Gather every line of the material below that contains the word "after" and copy each one out in full.

• Data under study:
========

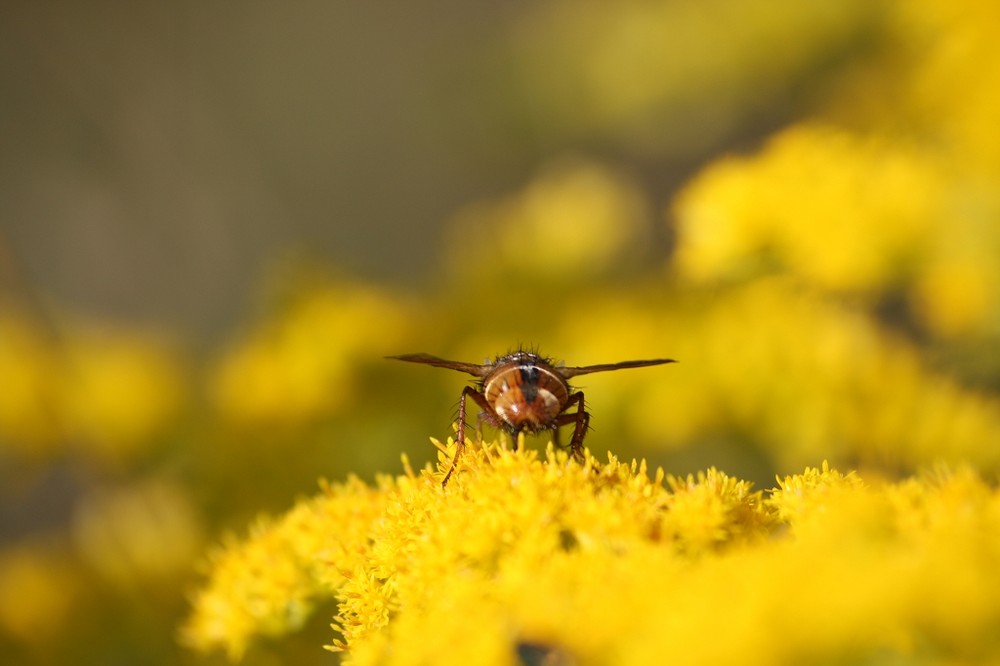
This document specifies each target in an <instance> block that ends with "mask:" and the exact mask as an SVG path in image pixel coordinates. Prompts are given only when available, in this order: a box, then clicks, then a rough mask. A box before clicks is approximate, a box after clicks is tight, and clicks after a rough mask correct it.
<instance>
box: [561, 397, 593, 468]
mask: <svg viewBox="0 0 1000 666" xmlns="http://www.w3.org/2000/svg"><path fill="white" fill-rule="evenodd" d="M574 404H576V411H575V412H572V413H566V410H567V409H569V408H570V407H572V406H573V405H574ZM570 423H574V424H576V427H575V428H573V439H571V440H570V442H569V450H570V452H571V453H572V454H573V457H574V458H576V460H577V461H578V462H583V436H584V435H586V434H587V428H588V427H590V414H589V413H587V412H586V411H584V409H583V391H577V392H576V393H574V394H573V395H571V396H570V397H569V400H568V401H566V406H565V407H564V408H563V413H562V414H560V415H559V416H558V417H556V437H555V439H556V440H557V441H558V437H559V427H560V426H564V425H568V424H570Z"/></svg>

========

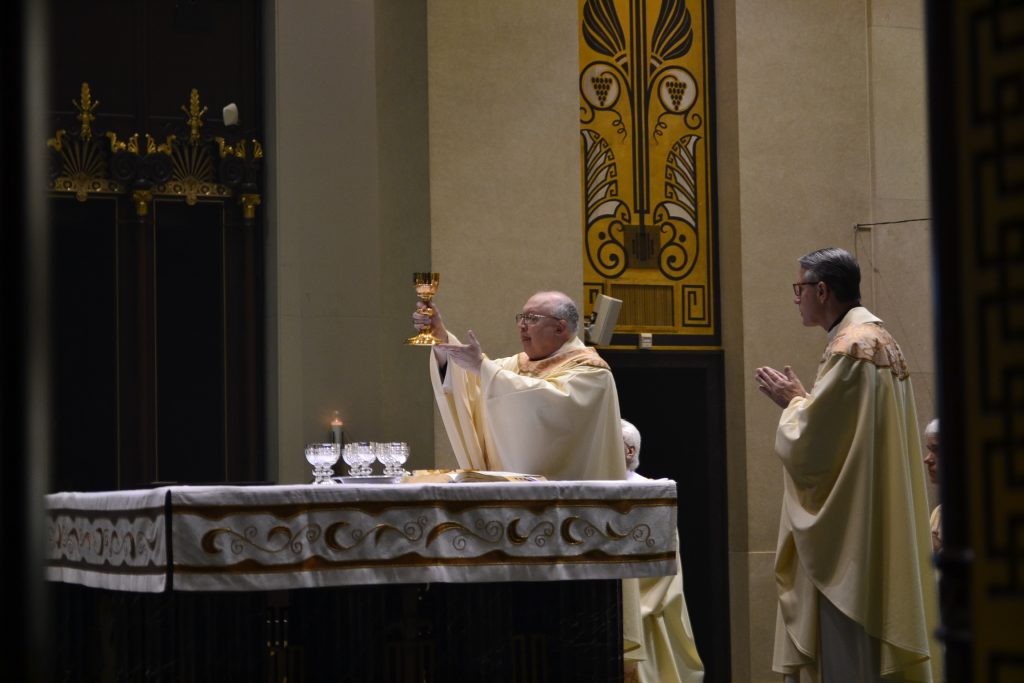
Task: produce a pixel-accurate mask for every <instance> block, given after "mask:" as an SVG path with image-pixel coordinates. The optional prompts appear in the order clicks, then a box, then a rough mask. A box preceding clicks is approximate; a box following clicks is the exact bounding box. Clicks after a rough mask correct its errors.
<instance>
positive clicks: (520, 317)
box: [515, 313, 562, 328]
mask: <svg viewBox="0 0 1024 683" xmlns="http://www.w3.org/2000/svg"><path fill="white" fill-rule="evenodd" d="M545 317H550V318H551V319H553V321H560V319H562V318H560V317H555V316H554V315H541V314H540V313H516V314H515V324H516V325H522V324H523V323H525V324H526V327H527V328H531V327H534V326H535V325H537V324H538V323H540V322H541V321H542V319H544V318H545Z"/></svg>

========

• Your response:
This document specifies each target in an <instance> block that ends with "mask:" and the exact mask as an SVG path in image pixel coordinates. Prompts are given only when available, in this order: a box, then clicks, then a rough mask. A box before clicks is approximate, a box after clicks is tight, and clicks after a rough mask correct it.
Task: produce a pixel-accurate mask for every <instance> block, given after "mask:" as an SVG path with image-pixel coordinates. The optional prompts appear in the order clicks, then a box, then a rough mask. A box preceding clicks is approximate; a box following clicks is the exact bounding box. Clicks after a rough mask correct its errors.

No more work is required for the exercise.